REQUIRED WORK
Repeat every entry, word for word, leaving no line out.

==============================

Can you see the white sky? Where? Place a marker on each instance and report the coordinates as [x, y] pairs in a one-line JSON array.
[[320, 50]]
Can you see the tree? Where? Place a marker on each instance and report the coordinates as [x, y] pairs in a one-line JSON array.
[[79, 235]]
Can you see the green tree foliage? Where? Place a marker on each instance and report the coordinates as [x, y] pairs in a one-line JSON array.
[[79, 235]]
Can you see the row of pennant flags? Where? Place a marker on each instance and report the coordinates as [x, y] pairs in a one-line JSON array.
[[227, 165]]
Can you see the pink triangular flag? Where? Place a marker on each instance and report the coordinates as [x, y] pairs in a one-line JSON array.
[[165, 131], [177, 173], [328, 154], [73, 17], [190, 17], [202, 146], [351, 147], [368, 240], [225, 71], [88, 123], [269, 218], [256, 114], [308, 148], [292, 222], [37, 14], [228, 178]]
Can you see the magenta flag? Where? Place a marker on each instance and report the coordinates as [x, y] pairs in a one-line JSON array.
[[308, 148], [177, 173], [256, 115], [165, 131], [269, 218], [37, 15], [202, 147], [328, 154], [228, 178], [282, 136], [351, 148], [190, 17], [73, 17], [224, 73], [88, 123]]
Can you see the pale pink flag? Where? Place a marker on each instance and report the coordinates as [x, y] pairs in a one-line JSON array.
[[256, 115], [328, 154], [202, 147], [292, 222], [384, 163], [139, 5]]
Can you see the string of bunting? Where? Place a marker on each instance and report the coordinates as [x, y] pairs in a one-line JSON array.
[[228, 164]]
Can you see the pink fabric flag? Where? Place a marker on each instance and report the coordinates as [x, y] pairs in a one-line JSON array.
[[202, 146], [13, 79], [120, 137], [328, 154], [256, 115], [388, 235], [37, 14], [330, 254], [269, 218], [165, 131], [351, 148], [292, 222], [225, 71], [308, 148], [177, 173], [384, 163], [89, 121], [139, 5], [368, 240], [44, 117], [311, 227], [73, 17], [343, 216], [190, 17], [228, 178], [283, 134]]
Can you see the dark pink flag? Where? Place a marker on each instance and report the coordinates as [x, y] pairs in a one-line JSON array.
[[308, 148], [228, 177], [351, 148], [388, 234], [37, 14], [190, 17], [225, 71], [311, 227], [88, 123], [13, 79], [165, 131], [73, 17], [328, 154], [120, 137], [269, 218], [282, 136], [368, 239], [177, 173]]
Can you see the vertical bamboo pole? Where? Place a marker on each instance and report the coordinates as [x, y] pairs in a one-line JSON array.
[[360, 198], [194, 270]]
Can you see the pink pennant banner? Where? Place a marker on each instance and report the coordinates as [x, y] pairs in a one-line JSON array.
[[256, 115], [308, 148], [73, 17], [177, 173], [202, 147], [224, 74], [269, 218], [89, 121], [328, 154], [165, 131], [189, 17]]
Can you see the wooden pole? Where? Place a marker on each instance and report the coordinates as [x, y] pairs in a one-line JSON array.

==============================

RESPONSE TO THE TASK
Can you see the white sky? Where? Place a marker on each instance and report the coordinates as [x, y] pairs in a one-line JSON array.
[[320, 50]]
Can you see the tree? Where? Place a marker on each instance and report the coordinates as [x, y] pairs in a one-line JSON array.
[[79, 235]]
Can you see the green tree foliage? Where? Place a marker on each instance and report the coordinates as [x, y] pairs in a one-line JSON array.
[[79, 235]]
Can you see the row of pennant flags? Where? Place a marker on each instance and report the coordinates as [x, y] pairs in a one-line JSON array.
[[227, 165]]
Can you see the pink triangular flag? Where? Place a marker on each instance and report the coordinates as [x, y] pairs in a one-line JSON array.
[[165, 131], [177, 173], [328, 154], [73, 17], [190, 17], [202, 146], [351, 147], [368, 240], [225, 71], [88, 123], [269, 218], [256, 114], [308, 148], [292, 222], [37, 14], [228, 178]]
Can you see the magenta flag? Where? Place a marker on each instance and report the coordinates as [x, y] pairs in a one-line JSON array.
[[308, 148], [177, 173], [256, 115], [165, 131], [269, 218], [37, 15], [202, 147], [328, 154], [228, 178], [282, 136], [351, 148], [190, 17], [73, 17], [224, 73], [88, 123]]
Can you see the pale pink flag? Where? Place a marker on each instance and report the coordinates as [x, y] pairs in a one-line JSON array.
[[256, 115], [328, 154], [202, 147], [292, 222], [384, 163], [139, 5]]
Can you see the string of bunting? Where? Place a marker on each instance and report the coordinates as [x, y] pairs in a one-line JSON array.
[[228, 164]]
Can you see the pink fabric flag? Where? Place a marker on each instance and report the coordinates as [x, y] pairs in a one-line JSON array.
[[202, 146], [13, 79], [120, 137], [328, 154], [256, 115], [388, 235], [37, 14], [330, 254], [269, 218], [165, 131], [351, 148], [292, 222], [225, 71], [308, 148], [177, 173], [384, 163], [89, 121], [139, 5], [368, 240], [44, 117], [311, 227], [73, 17], [343, 216], [190, 17], [228, 178], [283, 134]]
Can you see the dark pink flag? Where? Place a marker on each instance and report the coordinates as [x, y] pairs in a one-line JSON array.
[[308, 148], [228, 177], [351, 148], [388, 234], [37, 14], [190, 17], [225, 71], [311, 227], [88, 123], [13, 79], [165, 131], [73, 17], [328, 154], [120, 137], [269, 218], [282, 136], [368, 239], [177, 173]]
Can you see the vertical bamboo pole? Where? Place a marker on each instance and report the coordinates as [x, y] pairs in a one-line JSON array.
[[360, 198], [194, 270]]
Can you see the pink pennant banner? Where? Place a marker on each instance and report the coordinates as [x, y] pairs in a one-line JSON array.
[[256, 115], [308, 148], [73, 17], [177, 173], [202, 147], [224, 74], [269, 218], [89, 121], [328, 154], [165, 131], [189, 17]]
Can you see the wooden pole? Where? Place a marker on each instance and report the coordinates as [x, y] pairs in a one-line JSON array.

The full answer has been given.